* The problem:
Everything from the line containing "Expected: one pin per instance of the driver" to the final line of the records below should be given again exactly, and nothing else.

* Point labeling examples:

▬▬▬▬▬▬

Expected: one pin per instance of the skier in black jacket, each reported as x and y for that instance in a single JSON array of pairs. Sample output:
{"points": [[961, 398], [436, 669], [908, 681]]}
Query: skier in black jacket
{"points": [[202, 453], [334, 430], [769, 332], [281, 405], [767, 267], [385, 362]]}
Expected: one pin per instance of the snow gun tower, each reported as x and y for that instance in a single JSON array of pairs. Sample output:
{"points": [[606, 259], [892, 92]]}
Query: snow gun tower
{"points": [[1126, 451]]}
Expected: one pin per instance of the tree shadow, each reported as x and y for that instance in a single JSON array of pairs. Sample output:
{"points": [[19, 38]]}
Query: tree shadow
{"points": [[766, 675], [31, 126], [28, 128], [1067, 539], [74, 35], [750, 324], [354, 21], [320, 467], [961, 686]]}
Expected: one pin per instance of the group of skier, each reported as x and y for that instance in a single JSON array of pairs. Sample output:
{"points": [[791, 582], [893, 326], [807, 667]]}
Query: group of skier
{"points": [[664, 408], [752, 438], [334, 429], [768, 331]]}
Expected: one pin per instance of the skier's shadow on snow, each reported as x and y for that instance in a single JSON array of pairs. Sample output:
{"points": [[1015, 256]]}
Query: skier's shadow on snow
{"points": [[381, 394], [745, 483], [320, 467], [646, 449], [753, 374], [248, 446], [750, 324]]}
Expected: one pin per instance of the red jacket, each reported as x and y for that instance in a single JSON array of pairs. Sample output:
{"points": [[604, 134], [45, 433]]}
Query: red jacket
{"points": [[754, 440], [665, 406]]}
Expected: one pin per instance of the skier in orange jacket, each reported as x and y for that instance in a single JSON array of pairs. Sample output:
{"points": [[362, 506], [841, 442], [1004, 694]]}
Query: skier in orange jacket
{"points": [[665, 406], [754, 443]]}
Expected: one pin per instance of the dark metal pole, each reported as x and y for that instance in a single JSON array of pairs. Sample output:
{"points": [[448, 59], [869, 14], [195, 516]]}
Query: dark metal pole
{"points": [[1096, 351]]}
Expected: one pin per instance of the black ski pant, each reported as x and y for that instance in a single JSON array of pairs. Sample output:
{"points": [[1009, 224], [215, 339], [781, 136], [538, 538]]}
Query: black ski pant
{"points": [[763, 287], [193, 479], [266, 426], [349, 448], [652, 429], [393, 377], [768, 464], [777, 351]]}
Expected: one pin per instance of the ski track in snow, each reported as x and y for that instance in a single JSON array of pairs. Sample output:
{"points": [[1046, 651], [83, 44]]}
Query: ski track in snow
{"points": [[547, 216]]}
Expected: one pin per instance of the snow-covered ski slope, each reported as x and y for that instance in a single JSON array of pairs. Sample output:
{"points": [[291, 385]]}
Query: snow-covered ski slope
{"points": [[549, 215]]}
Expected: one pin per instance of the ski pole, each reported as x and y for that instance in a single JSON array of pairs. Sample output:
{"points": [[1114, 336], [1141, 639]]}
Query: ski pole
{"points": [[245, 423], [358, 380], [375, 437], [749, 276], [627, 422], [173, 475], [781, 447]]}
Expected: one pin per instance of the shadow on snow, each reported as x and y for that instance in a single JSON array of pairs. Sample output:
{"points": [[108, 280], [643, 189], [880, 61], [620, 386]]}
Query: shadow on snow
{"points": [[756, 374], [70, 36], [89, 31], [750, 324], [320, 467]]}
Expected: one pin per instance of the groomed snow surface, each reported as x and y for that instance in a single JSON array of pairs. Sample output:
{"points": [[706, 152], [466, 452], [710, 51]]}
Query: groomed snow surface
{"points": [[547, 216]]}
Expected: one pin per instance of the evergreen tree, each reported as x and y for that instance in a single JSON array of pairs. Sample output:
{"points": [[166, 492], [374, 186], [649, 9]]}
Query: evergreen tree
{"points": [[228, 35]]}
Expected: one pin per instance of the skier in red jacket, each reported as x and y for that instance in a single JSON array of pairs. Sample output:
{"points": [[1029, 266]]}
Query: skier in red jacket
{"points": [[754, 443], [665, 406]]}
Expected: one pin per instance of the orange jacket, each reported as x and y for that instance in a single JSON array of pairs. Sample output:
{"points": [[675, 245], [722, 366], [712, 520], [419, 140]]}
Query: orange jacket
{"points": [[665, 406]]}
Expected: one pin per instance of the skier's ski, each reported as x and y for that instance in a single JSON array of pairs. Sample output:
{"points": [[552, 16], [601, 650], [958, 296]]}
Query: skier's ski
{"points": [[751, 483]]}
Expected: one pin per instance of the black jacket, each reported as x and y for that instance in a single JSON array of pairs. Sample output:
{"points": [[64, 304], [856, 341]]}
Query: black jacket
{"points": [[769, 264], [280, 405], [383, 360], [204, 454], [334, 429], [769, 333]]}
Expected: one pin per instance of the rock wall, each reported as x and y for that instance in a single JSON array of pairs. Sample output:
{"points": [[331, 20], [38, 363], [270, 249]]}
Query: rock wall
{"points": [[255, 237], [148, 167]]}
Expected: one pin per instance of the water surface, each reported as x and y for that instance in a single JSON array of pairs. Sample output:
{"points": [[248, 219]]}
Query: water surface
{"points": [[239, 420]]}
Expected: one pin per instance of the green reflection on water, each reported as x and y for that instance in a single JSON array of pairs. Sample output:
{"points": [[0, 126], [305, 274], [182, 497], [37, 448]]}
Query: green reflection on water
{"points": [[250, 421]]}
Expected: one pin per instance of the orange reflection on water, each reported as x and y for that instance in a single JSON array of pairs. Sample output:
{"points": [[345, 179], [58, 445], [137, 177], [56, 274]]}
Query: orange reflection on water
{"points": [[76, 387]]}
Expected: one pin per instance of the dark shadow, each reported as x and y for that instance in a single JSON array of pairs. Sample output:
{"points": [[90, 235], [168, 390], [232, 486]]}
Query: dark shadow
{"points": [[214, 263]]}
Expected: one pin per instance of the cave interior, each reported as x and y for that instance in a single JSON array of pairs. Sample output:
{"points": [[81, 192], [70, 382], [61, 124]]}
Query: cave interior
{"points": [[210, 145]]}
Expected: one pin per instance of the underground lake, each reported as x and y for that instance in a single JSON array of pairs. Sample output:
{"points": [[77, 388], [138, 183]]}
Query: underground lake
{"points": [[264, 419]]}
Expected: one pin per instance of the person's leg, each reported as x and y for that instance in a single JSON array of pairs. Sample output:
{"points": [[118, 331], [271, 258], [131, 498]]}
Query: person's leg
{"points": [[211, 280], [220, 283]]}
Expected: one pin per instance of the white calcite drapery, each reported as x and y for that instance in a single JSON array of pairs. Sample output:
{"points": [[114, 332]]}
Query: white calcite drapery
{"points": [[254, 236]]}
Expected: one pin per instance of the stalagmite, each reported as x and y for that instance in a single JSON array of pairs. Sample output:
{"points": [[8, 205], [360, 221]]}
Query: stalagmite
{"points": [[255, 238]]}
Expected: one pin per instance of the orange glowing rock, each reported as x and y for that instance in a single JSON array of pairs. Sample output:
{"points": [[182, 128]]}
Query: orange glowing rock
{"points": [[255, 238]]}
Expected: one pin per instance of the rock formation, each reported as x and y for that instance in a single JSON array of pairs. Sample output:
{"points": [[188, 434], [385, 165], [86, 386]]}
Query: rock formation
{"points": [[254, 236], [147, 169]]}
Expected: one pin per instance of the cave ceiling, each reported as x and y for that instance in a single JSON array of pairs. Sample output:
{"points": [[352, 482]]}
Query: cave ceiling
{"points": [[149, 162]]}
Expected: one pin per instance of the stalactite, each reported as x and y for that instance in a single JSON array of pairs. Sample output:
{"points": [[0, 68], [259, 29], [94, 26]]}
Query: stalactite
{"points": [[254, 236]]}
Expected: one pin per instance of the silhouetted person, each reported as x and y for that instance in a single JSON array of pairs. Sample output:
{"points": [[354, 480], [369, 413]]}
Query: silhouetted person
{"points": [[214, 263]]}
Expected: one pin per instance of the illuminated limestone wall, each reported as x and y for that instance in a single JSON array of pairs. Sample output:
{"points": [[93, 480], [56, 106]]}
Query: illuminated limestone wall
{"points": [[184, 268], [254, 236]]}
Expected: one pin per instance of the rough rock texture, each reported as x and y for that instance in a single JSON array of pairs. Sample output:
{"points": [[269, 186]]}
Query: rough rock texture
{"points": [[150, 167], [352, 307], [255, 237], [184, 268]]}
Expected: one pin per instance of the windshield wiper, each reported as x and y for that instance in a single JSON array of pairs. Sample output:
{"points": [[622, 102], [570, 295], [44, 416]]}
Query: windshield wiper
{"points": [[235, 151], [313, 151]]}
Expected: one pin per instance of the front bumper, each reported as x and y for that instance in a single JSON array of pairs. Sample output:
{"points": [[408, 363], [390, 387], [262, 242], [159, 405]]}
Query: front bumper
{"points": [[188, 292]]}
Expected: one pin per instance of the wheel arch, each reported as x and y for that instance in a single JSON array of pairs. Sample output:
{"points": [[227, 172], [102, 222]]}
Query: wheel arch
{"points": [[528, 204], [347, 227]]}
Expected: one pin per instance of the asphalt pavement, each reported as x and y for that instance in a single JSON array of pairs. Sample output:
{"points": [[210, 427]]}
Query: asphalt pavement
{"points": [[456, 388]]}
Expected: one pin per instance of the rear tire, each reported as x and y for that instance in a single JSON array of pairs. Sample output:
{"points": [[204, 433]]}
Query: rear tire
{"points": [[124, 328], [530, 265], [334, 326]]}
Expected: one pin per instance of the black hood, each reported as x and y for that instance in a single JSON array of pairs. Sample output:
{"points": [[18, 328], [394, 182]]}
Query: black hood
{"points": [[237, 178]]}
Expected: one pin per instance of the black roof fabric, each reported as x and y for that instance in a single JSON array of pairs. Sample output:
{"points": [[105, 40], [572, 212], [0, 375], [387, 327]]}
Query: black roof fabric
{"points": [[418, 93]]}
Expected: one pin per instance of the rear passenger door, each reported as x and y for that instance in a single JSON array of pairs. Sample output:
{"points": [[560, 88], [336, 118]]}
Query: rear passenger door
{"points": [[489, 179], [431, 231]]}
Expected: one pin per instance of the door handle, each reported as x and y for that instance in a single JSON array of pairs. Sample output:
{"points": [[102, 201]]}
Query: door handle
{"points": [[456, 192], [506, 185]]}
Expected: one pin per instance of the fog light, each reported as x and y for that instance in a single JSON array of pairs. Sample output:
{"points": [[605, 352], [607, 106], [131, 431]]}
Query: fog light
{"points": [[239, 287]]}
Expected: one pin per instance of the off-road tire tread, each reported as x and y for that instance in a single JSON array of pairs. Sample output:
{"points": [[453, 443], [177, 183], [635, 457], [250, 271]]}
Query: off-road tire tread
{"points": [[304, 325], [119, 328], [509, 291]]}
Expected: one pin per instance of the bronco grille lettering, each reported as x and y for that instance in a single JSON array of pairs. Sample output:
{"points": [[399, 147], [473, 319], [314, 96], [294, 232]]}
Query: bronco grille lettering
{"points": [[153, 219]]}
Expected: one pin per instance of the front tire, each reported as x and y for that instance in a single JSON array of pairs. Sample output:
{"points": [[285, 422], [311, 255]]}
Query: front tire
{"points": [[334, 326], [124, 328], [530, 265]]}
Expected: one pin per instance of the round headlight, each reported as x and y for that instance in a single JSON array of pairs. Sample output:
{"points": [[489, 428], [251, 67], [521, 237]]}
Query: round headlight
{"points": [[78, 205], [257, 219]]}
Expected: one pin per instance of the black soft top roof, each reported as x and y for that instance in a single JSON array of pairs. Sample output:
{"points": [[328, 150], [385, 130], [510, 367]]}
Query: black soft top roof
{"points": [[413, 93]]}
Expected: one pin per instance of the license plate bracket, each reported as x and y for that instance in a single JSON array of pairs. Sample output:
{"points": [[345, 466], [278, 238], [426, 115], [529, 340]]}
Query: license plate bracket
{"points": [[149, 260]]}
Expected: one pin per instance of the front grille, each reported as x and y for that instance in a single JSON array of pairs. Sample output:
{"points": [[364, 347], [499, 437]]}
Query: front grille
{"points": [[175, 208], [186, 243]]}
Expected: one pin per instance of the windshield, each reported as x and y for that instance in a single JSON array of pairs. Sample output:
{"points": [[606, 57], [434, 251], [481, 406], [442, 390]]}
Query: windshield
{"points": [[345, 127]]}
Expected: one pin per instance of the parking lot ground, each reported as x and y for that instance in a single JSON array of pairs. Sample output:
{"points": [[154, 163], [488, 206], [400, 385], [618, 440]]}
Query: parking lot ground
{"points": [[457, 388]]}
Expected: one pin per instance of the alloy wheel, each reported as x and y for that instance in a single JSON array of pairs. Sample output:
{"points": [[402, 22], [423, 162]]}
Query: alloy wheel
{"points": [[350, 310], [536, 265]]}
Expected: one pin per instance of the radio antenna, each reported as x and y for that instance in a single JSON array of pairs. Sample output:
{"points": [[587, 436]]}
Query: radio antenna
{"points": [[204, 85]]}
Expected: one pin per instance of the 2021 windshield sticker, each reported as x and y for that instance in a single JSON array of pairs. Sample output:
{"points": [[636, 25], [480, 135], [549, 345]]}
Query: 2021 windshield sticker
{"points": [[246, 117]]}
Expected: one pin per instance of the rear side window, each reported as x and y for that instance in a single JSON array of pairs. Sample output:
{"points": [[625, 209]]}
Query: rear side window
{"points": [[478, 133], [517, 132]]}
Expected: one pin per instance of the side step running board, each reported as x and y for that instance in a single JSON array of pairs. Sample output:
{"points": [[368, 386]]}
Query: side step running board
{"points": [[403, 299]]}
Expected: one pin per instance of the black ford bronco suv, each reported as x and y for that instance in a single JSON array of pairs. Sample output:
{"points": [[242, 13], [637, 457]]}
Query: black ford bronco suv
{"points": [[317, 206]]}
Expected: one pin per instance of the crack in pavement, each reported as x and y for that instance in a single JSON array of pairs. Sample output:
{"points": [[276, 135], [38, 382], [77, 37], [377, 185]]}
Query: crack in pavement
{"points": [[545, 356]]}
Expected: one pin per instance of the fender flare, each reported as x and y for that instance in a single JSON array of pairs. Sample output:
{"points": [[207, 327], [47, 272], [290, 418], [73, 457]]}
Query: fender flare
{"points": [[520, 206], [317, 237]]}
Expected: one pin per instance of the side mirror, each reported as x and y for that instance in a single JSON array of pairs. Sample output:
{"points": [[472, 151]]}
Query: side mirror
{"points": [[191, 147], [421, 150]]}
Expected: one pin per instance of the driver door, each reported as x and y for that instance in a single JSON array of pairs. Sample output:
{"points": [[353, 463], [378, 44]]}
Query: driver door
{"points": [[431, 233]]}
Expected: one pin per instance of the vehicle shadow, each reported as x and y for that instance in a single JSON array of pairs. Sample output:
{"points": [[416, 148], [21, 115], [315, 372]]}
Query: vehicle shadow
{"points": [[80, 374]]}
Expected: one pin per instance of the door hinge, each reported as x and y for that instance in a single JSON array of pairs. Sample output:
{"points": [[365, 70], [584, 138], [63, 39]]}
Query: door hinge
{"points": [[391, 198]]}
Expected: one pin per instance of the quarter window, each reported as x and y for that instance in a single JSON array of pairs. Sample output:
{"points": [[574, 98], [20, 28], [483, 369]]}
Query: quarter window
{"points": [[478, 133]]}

▬▬▬▬▬▬

* Correct response:
Expected: one pin per instance of the driver door, each reported as x and y for that instance in a single JSON array of pairs. Sample output:
{"points": [[353, 463], [378, 44]]}
Query: driver door
{"points": [[431, 233]]}
Expected: one pin per instance of the vehicle shadow, each reported as x and y for that instance in a single JSON array of pairs. Sample output:
{"points": [[416, 148], [21, 115], [315, 372]]}
Query: vehicle shadow
{"points": [[80, 374]]}
Expected: one pin per instance of the door hinge, each reported as x and y for that instance in a single JSON array of pairs. Sample output:
{"points": [[365, 70], [584, 138], [63, 39]]}
Query: door hinge
{"points": [[391, 198]]}
Expected: one pin per instance of the quarter window, each reported as x and y for that instance in a single JSON array of pairs. Sample output:
{"points": [[574, 98], [20, 28], [483, 369]]}
Query: quarter window
{"points": [[478, 133]]}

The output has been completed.